— OBJECTIVE —
Please rewrite the material, starting at its first line and ending at the line that contains "[189,295,331,375]", keeping the requests as they are. Adjust every bounding box coordinate in the answers by -136.

-- start --

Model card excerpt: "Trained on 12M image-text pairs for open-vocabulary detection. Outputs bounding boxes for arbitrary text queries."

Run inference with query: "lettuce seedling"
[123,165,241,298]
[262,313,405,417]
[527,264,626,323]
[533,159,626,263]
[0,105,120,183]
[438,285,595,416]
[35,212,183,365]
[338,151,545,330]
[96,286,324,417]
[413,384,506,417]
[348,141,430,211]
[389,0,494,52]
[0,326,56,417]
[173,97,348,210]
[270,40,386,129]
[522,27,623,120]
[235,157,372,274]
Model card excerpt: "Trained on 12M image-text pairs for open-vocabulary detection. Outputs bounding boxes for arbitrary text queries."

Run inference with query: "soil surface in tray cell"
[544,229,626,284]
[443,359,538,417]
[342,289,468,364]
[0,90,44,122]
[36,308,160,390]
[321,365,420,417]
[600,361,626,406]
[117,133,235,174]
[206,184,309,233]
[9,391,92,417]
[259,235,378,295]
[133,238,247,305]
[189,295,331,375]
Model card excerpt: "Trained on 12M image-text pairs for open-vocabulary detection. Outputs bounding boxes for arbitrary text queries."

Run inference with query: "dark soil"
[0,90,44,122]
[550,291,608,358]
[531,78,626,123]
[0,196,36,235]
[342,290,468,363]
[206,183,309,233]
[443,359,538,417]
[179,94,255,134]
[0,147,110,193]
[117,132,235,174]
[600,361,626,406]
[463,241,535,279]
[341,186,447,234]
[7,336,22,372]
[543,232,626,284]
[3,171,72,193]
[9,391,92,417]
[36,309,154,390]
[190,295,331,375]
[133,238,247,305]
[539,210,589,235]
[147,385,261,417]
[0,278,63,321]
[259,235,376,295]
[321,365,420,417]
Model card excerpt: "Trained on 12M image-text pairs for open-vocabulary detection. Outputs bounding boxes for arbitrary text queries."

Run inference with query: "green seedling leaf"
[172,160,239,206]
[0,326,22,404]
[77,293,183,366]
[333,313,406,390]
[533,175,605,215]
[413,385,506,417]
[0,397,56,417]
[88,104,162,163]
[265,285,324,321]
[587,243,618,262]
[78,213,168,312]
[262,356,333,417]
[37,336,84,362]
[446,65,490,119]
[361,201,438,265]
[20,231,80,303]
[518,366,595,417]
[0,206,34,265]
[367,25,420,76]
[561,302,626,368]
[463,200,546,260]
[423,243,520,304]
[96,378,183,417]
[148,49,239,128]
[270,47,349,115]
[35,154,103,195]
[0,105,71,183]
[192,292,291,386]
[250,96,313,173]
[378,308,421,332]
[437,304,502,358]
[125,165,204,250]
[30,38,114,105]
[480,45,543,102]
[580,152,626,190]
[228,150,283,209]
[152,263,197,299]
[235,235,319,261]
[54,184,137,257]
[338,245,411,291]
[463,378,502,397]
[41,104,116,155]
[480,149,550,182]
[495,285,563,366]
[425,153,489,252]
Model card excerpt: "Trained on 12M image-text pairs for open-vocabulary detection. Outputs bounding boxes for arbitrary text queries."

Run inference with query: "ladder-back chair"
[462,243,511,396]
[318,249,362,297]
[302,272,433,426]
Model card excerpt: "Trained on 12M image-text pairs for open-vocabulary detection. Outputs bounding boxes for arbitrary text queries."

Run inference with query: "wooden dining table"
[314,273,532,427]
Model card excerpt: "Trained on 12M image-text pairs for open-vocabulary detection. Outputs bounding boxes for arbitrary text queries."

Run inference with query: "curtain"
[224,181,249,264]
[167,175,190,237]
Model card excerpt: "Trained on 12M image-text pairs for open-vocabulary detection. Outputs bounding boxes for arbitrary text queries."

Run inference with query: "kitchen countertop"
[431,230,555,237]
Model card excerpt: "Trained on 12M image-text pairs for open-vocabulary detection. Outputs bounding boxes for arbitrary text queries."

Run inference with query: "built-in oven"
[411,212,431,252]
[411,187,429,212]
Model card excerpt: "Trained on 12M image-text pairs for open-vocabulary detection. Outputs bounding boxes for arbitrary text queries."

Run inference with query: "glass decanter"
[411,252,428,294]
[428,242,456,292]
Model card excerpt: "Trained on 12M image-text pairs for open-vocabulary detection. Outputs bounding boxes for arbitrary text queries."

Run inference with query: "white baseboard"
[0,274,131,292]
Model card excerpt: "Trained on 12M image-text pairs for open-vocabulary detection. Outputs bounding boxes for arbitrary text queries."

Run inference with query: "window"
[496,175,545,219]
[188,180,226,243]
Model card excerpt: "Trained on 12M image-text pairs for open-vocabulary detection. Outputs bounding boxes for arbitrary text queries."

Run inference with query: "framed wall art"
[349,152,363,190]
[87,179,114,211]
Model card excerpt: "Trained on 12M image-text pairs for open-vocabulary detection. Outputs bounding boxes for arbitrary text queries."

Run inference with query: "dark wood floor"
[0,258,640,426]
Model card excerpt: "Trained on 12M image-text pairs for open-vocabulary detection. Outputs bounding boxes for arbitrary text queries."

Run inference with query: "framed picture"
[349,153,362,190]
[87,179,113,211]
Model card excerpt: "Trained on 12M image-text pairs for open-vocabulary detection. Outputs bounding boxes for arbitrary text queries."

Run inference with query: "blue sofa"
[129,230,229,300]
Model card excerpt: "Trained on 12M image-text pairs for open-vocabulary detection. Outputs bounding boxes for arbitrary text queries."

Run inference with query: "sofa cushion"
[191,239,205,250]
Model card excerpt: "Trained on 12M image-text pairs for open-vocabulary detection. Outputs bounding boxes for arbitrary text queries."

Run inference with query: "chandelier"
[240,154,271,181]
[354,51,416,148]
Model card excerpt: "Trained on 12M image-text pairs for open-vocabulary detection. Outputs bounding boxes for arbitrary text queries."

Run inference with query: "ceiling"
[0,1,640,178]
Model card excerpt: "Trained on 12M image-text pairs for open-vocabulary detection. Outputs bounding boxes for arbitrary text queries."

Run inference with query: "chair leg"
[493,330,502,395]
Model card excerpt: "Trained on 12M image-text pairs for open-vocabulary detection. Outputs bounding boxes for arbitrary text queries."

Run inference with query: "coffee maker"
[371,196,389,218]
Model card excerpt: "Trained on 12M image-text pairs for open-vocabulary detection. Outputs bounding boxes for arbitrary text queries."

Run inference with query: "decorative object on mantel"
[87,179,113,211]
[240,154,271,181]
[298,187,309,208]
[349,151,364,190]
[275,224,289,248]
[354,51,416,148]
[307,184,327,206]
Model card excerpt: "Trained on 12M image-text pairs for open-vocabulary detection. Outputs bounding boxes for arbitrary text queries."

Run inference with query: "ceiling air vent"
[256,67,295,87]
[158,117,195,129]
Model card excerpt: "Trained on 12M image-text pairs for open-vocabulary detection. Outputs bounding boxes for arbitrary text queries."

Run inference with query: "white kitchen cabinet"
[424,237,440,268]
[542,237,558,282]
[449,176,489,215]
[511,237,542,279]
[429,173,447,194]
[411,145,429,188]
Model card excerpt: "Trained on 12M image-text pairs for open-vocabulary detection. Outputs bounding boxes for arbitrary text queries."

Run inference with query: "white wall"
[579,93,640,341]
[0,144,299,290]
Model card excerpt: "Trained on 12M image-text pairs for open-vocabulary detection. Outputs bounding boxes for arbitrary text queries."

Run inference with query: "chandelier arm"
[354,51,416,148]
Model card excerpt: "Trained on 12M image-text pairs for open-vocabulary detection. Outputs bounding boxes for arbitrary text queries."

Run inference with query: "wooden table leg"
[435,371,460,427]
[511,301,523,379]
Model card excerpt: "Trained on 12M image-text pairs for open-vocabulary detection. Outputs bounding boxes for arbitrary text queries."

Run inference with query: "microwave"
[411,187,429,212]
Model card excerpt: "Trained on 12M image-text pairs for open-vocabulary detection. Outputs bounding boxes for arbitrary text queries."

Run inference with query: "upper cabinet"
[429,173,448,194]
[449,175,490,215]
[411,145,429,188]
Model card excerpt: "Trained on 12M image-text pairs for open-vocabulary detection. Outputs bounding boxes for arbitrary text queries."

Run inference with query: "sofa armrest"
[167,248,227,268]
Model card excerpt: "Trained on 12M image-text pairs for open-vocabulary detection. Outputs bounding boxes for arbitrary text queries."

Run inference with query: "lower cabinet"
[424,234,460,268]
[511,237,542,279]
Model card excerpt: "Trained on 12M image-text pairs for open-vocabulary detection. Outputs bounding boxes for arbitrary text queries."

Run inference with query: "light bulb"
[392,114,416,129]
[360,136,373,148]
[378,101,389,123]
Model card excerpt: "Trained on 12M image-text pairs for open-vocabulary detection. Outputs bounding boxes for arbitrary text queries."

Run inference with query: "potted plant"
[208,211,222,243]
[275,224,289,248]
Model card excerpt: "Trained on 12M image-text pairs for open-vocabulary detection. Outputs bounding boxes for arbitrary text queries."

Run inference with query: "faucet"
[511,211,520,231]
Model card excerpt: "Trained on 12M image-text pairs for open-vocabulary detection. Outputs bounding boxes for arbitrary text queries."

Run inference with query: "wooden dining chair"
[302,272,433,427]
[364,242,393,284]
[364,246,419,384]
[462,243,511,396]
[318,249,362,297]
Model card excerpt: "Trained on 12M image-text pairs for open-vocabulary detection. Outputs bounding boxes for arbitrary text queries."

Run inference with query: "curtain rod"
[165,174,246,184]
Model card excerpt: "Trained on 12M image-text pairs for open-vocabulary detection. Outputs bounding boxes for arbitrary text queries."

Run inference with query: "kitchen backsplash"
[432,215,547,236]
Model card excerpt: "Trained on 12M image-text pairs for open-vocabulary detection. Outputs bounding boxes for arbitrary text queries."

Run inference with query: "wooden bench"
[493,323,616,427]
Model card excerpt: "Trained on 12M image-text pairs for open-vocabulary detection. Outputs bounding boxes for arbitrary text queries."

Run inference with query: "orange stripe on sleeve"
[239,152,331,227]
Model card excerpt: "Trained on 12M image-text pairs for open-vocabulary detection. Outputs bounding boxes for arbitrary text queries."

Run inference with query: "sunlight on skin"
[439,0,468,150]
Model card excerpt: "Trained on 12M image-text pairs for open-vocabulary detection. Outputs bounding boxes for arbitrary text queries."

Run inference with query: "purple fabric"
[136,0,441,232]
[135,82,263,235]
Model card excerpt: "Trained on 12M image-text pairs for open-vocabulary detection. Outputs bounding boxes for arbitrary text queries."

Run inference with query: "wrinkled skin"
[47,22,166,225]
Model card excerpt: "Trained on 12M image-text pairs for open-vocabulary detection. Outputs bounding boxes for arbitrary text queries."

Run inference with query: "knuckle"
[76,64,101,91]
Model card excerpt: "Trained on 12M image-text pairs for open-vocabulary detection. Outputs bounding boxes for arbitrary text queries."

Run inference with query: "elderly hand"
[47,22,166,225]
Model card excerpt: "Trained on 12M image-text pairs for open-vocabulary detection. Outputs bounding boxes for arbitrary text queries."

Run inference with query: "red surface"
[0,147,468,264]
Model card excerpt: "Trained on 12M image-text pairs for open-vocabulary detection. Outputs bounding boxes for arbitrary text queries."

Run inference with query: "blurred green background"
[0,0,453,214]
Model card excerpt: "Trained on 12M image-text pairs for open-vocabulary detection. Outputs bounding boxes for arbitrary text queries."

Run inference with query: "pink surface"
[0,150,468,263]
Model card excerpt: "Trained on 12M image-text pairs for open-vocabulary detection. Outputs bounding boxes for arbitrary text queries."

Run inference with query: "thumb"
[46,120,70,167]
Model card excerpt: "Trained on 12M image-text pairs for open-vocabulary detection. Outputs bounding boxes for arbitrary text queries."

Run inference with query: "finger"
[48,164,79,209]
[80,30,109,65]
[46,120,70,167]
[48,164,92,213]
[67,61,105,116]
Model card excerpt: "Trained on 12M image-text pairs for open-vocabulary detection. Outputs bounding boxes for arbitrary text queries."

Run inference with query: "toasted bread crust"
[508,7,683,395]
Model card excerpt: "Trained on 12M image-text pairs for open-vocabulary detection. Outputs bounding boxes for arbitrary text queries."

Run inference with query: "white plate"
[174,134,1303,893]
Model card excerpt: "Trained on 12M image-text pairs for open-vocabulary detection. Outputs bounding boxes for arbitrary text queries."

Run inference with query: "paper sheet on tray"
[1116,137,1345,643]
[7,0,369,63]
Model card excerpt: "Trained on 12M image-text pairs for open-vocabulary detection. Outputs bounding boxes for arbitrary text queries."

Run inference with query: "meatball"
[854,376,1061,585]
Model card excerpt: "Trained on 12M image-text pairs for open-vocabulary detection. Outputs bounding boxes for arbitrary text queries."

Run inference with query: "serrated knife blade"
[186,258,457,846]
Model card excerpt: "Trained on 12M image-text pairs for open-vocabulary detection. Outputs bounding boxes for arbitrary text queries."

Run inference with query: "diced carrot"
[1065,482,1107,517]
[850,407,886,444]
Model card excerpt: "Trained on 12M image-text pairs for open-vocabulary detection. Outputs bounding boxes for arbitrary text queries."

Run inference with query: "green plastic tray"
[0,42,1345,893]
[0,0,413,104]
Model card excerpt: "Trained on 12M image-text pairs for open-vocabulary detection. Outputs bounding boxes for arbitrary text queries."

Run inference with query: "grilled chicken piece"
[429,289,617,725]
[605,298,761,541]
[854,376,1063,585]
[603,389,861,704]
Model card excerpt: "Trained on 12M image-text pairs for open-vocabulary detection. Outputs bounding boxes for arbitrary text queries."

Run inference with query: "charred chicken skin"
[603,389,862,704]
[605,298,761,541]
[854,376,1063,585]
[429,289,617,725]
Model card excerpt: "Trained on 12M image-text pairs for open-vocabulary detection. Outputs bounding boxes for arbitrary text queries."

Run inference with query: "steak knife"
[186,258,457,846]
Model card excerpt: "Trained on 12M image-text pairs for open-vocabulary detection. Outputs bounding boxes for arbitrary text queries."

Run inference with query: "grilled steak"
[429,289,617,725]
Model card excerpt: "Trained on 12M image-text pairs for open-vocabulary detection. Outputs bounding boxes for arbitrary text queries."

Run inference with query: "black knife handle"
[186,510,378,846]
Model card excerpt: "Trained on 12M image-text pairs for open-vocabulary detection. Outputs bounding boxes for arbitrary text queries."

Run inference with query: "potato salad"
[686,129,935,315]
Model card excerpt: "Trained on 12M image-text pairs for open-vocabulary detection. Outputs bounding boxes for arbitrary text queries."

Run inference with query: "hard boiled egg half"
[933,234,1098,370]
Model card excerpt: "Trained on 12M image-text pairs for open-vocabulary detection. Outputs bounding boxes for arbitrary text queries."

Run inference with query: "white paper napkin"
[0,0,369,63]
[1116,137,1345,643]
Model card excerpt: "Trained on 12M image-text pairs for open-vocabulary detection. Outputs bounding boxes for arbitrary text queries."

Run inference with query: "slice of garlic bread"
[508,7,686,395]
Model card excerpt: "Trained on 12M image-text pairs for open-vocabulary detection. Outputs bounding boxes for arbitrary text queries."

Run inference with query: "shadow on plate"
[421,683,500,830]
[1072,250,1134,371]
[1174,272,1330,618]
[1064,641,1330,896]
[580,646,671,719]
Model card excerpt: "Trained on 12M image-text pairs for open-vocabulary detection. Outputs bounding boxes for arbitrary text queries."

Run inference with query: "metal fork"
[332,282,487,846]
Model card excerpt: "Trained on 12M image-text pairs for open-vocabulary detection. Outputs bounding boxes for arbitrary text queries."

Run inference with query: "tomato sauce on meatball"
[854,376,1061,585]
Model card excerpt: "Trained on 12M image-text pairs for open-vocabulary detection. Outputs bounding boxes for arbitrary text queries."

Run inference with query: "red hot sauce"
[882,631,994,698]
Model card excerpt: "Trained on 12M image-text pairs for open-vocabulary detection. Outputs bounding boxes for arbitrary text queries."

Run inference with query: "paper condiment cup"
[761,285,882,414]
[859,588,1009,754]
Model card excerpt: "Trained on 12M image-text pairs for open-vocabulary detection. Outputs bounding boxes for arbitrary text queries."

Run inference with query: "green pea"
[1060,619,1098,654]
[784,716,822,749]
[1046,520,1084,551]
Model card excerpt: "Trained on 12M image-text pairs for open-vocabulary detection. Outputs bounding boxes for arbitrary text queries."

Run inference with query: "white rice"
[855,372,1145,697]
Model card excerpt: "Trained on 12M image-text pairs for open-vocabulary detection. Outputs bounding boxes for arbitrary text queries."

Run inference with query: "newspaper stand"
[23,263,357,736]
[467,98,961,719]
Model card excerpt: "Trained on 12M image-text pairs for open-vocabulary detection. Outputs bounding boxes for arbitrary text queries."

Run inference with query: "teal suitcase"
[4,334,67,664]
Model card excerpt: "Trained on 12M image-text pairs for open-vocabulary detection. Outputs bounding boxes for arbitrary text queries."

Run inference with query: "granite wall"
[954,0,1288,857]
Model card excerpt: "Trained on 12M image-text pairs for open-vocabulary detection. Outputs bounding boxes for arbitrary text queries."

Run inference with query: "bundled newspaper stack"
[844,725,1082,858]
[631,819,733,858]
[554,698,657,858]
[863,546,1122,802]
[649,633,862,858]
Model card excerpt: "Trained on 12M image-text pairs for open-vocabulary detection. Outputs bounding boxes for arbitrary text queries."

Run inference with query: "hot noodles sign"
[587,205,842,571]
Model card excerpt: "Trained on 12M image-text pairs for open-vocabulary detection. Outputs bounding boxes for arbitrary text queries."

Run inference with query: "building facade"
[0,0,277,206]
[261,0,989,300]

-- end --

— WORKED ANSWER —
Model card excerpt: "Trained on 12M image-text pairs for open-vocabulary detection. Outputs bounding boxes for arbitrary text queries."

Run inference with query: "lettuce seedling"
[-13,29,105,162]
[126,177,269,281]
[391,128,490,187]
[397,23,490,127]
[-136,-31,-16,47]
[302,149,459,280]
[-101,76,47,229]
[202,15,409,194]
[-40,150,188,281]
[277,248,370,281]
[212,5,294,75]
[253,-136,358,-84]
[-136,190,-80,281]
[37,-39,212,74]
[134,-96,250,-7]
[386,-109,487,-16]
[99,21,236,138]
Model card excerpt: "Trained on 12M image-text pairs for open-vocabulary detection. Outputs bounding boxes for arbitrary text queries."

Run inference with query: "soil surface in tray cell"
[408,93,490,148]
[307,223,402,281]
[206,153,332,228]
[-136,-46,-92,-14]
[-100,172,24,254]
[185,229,284,281]
[464,225,490,270]
[-19,-3,99,38]
[70,48,173,97]
[-127,255,-44,281]
[123,99,242,159]
[-3,102,111,169]
[53,159,195,239]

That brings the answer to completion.